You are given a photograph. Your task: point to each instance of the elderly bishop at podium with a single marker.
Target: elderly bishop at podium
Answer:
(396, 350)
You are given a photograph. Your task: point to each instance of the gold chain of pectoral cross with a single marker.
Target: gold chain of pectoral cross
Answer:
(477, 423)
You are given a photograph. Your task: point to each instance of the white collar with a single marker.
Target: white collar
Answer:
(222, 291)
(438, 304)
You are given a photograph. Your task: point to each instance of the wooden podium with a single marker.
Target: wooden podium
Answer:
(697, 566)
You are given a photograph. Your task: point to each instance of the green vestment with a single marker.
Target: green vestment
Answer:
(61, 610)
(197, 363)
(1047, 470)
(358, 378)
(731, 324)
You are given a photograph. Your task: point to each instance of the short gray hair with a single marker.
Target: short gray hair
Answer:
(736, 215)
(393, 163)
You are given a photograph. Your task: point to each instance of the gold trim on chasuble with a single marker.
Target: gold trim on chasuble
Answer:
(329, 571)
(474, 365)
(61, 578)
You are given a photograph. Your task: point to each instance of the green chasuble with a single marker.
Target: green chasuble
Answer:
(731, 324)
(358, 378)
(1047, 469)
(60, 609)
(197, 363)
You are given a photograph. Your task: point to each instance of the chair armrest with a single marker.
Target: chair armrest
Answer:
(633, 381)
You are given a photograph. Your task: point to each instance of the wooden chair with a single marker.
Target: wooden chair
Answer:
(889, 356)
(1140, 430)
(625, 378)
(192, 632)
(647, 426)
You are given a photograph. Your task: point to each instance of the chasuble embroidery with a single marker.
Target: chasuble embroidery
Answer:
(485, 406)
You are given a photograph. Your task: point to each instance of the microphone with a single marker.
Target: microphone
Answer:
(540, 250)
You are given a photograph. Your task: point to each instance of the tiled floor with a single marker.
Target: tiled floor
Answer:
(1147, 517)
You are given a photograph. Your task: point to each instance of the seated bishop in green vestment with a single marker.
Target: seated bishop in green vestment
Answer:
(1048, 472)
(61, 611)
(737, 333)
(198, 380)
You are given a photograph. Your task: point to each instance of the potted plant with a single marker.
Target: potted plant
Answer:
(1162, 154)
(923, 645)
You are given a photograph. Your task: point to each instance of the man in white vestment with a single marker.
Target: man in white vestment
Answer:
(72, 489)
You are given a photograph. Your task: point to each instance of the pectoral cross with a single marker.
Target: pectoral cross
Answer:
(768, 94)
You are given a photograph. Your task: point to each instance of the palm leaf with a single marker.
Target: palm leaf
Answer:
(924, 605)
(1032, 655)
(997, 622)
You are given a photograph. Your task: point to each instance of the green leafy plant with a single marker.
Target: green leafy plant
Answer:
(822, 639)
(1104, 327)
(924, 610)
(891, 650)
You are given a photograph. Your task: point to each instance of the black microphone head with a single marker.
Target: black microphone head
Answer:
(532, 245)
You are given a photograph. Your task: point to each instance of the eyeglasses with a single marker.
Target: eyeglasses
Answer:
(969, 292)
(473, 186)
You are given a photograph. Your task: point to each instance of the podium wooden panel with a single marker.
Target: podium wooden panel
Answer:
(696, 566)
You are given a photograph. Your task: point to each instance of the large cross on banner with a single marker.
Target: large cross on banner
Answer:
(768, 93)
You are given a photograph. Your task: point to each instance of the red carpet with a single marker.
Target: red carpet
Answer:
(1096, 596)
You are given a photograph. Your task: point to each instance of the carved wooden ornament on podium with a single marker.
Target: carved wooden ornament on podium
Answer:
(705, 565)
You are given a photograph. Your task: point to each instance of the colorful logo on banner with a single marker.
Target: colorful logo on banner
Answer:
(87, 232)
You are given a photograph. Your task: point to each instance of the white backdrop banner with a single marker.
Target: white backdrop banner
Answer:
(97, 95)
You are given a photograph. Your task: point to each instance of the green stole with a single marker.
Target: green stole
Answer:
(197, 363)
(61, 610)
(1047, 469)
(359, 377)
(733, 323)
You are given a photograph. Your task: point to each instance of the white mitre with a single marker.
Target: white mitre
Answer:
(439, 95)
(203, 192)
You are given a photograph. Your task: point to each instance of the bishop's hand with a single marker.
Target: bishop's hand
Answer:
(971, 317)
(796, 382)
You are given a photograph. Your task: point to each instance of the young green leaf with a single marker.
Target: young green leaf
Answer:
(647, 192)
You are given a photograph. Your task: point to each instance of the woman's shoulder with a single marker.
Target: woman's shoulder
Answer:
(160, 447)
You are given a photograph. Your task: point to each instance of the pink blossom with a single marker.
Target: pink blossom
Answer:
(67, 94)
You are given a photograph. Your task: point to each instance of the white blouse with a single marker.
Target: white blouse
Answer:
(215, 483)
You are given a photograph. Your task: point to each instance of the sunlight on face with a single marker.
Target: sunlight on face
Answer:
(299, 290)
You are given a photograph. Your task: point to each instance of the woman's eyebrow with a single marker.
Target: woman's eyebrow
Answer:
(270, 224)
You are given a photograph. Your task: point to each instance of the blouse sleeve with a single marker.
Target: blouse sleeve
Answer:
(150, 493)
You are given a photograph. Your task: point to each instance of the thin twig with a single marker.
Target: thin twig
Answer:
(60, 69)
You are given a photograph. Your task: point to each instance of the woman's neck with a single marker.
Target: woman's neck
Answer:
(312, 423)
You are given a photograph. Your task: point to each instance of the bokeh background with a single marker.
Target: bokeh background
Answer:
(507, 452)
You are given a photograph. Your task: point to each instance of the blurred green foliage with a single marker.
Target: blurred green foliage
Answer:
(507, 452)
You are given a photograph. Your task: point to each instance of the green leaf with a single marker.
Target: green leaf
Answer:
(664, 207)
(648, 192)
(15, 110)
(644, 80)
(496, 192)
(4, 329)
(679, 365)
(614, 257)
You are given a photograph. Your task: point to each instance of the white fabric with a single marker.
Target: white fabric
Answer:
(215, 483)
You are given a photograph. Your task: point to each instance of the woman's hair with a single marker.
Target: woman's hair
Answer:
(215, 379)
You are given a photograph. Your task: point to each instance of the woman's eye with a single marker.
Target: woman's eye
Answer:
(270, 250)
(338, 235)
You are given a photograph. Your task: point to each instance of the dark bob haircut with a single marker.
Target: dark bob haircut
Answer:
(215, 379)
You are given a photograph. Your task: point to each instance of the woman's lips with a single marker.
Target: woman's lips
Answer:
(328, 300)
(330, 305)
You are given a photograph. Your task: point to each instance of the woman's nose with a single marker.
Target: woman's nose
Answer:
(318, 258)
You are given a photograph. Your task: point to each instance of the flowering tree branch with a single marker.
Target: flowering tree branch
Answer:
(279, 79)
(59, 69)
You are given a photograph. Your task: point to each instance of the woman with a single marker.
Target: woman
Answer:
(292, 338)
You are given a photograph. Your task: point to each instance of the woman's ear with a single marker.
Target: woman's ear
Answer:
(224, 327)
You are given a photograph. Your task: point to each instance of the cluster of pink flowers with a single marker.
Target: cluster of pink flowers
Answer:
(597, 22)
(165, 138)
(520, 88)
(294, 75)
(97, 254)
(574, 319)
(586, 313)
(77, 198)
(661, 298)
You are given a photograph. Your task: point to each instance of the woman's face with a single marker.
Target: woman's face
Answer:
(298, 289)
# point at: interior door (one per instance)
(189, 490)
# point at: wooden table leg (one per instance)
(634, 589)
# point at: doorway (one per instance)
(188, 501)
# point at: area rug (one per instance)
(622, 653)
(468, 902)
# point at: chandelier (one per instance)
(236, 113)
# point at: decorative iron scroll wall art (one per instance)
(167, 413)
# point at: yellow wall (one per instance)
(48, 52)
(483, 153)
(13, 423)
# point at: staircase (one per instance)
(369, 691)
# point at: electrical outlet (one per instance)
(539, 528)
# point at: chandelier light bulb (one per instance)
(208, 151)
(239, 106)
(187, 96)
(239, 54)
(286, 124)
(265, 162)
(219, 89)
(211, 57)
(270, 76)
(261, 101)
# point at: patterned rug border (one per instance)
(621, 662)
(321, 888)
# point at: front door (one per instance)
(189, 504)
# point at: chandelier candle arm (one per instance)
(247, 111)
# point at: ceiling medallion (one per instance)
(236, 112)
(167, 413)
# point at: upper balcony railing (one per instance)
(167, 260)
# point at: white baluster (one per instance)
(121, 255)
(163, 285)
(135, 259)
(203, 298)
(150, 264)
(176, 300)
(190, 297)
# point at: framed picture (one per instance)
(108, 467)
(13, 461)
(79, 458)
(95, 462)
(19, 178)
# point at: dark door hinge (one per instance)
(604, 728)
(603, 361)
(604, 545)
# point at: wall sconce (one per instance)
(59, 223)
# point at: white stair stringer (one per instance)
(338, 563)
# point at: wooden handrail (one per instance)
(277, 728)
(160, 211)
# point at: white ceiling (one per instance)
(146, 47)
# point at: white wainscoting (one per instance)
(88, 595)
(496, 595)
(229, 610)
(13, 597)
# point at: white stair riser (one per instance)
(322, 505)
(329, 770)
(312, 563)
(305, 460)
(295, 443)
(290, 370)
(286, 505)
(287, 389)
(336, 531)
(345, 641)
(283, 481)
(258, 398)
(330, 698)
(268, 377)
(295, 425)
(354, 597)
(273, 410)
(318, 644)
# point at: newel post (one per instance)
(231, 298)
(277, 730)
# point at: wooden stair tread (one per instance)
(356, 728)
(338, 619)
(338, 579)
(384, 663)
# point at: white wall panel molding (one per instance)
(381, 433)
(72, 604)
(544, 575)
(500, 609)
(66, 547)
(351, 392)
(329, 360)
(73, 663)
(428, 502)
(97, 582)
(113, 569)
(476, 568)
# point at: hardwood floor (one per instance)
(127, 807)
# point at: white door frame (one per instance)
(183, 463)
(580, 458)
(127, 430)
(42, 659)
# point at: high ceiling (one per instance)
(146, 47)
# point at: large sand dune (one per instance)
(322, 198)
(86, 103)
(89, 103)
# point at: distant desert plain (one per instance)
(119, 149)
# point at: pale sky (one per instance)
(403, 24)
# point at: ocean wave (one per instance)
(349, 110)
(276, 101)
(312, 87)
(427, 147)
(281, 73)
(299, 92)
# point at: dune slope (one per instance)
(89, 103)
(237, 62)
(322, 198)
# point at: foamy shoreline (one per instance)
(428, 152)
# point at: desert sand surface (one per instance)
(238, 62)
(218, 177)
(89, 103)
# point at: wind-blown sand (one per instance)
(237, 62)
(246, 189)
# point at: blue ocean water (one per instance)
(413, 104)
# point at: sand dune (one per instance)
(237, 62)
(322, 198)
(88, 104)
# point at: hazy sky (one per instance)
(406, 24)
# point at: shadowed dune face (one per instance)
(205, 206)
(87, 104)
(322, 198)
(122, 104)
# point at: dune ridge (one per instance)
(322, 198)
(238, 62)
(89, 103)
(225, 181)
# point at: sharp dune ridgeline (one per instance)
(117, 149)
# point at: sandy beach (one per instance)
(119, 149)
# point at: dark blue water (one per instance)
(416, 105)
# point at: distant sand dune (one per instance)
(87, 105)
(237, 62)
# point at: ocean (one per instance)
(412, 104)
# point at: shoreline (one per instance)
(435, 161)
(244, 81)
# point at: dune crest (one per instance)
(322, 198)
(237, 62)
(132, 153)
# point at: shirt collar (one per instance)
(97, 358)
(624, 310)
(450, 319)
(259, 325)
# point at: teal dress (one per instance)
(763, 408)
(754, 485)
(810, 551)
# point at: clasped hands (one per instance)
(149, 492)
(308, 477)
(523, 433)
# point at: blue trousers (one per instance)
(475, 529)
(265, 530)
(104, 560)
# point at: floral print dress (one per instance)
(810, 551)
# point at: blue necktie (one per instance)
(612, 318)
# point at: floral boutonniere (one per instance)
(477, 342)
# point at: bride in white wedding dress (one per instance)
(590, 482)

──────────────────────────────

[Goal of the exercise] From the entries, copy every line in which the word "armrest" occurs.

[Exercise response]
You are given a photograph. Your task: point to each instance of the chair armrest with a single marker.
Target: chair armrest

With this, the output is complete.